> [Görev]:
Aşağıdaki Denizbank alıntısına göre şu soruları yanıtlayın:
1. Denizbank hisselerinin yüzde 75'i Dexia'ya kaç dolara devredildi?
2. Halkbank'ın halka arzında aracılık yapacak kuruluş hangisi?
3. Genel Müdür, Türkiye ekonomisinin kaç yıldır büyüdüğünü söylüyor?

> [Alıntı]:
'''
Hisselerinin yüzde 75'ini Belçika-Fransa ortaklığındaki Dexia'ya 2,4 milyar dolara (toplam hissesi 3,2 milyar dolar)devreden Denizbank'ın Genel Müdürü Ateş, bankanın kuruluşundan bu yana kaptan köşkünde oturuyor. Ateş, Halkbank'ın halka arzında Deniz Yatırım olarak aracılık yapacaklarını belirtiyor. İyi bir fiyat ve ilgi beklediğini söyleyen Ateş, "Oluşacak fiyatlara göre ve yasaların izin verdiği ölçüde biz de hisse satın alabiliriz. Yüzde 75'inin satışı konusunda henüz net bir durum yok. Fakat şartlar uygun olursa Denizbank olarak bu konuyla yakından ilgileniyoruz." bilgisini veriyor.
Ziraat Bankası'nın şimdiki Genel Müdürü Can Akın Çağlar'ın doğru kararlar alındığında nasıl iyi sonuçlar elde edileceğini gösterdiğine işaret eden Ateş, "Ziraat, adı gibi köylünün, çiftçinin finansmanı bakımından çok önemli. Çok yakın bir zamanda özelleştirilebileceğine inanmıyorum. Zaten özelleşmenin gerekli olduğunu da düşünmüyorum. Profesyonelce ve özerk yönetilmesi ile stratejik konumu korunmalı." diye konuştu. Türkiye ekonomisinin 5 yıldır büyüdüğünü kaydeden Genel Müdür, cumhuriyet tarihinde ender rastlanan bu gelişmenin 6. yılda da tekrar edeceğini söylüyor.
'''
> [Çıkarılan bilgiler]:
'''
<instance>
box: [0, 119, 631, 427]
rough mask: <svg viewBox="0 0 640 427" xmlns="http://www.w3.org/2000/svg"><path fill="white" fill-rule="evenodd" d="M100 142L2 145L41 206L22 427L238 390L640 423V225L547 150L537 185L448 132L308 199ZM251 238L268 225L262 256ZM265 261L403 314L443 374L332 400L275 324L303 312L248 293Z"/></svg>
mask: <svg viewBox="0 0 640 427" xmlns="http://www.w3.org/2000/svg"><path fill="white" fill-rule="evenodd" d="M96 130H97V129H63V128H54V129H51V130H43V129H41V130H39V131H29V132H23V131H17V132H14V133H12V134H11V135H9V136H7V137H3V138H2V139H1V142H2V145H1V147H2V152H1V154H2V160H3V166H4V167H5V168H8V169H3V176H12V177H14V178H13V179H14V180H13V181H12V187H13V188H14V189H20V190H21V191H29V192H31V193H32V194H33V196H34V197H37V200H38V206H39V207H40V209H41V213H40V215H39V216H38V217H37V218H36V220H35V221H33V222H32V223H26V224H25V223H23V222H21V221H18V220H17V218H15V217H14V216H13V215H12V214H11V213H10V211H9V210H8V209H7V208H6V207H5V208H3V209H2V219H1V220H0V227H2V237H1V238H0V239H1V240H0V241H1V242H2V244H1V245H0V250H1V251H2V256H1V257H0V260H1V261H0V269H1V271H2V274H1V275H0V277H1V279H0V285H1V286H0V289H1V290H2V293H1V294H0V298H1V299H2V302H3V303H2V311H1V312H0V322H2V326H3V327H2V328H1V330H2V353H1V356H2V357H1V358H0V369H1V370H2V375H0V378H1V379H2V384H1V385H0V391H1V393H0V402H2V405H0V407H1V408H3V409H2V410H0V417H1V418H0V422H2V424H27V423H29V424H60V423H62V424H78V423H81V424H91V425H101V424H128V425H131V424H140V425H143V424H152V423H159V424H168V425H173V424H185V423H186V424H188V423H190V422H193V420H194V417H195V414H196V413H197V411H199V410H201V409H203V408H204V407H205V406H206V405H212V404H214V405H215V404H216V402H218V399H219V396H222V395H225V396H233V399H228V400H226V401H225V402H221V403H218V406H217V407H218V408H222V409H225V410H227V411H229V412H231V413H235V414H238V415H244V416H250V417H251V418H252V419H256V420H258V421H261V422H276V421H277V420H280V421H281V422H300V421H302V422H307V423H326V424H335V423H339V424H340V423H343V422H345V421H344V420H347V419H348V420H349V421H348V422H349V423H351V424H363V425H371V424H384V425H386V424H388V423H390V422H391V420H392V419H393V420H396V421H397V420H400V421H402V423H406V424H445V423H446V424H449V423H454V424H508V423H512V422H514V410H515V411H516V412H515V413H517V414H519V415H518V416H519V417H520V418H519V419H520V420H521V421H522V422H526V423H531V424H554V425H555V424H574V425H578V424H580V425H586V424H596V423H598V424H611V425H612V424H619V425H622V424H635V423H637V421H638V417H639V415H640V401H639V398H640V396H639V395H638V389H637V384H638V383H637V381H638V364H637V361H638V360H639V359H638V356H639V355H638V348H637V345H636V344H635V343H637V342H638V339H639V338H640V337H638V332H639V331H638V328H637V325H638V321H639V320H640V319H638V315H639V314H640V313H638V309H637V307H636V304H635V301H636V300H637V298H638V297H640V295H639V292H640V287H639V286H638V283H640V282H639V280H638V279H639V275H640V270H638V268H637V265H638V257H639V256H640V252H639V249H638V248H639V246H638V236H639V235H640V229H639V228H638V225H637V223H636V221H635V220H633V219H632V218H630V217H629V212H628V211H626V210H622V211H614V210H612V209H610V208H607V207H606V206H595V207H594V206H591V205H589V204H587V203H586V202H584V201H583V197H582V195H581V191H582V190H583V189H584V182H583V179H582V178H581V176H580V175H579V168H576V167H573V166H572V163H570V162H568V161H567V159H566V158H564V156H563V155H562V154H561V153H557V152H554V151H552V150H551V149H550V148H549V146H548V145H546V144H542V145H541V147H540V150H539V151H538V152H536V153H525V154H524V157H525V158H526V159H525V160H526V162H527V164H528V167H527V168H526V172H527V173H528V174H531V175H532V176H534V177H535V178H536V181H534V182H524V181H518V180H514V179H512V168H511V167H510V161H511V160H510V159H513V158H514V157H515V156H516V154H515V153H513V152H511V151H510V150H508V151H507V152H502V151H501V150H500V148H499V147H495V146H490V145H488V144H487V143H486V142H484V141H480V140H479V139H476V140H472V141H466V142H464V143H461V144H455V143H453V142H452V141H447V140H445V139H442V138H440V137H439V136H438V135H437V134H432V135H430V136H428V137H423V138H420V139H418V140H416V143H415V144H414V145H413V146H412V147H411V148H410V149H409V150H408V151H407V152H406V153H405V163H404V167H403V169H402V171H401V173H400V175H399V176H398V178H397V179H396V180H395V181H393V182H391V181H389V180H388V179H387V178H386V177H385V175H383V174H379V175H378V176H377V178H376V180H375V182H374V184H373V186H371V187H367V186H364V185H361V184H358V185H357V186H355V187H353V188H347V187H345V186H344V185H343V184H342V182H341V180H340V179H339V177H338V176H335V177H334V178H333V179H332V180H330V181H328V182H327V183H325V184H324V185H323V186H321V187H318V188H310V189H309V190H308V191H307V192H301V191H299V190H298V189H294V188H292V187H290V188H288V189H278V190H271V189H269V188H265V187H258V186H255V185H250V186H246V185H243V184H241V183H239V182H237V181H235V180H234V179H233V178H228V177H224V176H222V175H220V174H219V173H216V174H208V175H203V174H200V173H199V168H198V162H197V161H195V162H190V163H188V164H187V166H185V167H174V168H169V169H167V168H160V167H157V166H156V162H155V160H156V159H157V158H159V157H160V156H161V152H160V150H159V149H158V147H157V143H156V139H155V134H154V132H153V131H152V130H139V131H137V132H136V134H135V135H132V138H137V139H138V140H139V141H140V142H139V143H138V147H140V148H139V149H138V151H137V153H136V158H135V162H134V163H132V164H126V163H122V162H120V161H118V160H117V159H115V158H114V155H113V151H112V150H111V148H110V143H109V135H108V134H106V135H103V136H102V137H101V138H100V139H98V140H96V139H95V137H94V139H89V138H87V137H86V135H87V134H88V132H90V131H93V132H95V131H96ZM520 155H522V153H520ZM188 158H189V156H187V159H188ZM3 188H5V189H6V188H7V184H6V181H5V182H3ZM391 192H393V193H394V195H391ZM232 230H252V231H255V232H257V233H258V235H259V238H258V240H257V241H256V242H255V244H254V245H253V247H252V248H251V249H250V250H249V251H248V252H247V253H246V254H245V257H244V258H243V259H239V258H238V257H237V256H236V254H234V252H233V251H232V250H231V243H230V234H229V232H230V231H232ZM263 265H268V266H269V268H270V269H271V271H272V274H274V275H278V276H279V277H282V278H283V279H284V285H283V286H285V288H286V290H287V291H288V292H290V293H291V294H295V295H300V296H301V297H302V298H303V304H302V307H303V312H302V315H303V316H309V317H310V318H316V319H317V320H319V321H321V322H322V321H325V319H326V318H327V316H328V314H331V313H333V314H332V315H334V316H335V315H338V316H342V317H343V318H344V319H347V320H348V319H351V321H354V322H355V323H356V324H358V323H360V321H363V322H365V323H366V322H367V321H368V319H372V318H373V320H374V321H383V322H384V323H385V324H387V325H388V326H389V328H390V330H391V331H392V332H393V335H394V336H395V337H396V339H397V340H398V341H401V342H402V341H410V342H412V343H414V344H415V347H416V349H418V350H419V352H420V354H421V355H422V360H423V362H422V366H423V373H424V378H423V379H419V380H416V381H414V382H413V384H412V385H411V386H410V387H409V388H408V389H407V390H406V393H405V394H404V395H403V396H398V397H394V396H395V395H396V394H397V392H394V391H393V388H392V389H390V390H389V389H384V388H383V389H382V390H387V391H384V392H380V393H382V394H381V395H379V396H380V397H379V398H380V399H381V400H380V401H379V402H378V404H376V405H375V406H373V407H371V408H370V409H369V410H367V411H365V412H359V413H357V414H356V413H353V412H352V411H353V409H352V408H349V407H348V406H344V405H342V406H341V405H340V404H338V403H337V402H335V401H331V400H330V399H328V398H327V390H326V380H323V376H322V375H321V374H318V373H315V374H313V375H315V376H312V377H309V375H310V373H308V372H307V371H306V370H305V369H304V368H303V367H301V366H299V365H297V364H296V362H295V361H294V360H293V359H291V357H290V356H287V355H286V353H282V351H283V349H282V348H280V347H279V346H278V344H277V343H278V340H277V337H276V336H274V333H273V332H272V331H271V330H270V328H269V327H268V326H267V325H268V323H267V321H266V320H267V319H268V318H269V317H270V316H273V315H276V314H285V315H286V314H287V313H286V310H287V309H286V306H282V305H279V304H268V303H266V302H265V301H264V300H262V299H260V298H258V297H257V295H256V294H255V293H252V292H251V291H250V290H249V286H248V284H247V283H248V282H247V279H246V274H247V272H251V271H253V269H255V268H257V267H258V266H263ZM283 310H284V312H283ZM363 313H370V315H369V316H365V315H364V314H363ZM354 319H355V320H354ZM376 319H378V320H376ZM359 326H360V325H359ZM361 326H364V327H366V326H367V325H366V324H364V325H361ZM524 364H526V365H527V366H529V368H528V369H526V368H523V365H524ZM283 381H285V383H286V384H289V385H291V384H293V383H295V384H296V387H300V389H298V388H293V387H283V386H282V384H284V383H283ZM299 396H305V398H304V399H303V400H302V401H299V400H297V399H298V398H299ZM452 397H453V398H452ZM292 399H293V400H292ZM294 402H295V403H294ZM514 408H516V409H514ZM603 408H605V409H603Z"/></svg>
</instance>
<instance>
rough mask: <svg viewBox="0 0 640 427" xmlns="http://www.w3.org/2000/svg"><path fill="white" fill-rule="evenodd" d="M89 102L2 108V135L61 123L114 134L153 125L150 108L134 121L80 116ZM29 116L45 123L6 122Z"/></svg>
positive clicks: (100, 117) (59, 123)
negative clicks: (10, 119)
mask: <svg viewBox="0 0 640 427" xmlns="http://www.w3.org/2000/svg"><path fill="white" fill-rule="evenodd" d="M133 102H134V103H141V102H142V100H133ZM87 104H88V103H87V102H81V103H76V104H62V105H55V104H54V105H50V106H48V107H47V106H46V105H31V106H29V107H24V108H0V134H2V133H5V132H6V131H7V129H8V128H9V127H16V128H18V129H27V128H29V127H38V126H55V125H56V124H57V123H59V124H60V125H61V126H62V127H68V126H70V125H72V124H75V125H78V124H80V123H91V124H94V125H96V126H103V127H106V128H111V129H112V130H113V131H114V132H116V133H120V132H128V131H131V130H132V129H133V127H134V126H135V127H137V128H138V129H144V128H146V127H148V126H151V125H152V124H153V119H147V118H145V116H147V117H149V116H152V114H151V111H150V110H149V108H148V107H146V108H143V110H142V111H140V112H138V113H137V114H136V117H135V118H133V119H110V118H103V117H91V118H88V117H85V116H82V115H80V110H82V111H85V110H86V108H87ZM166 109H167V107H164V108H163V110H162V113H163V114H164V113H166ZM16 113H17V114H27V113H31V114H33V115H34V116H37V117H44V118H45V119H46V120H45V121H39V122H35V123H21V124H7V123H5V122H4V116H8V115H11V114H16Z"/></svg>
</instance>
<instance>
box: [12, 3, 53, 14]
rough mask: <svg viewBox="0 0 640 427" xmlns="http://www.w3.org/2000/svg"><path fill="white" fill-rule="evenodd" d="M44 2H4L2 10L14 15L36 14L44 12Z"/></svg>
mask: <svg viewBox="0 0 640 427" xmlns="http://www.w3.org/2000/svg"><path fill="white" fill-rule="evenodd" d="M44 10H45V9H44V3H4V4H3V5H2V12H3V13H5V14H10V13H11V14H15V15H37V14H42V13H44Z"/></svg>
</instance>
'''
> [Yanıt]:
1. 2,4 milyar dolara.
2. Deniz Yatırım.
3. 5 yıldır.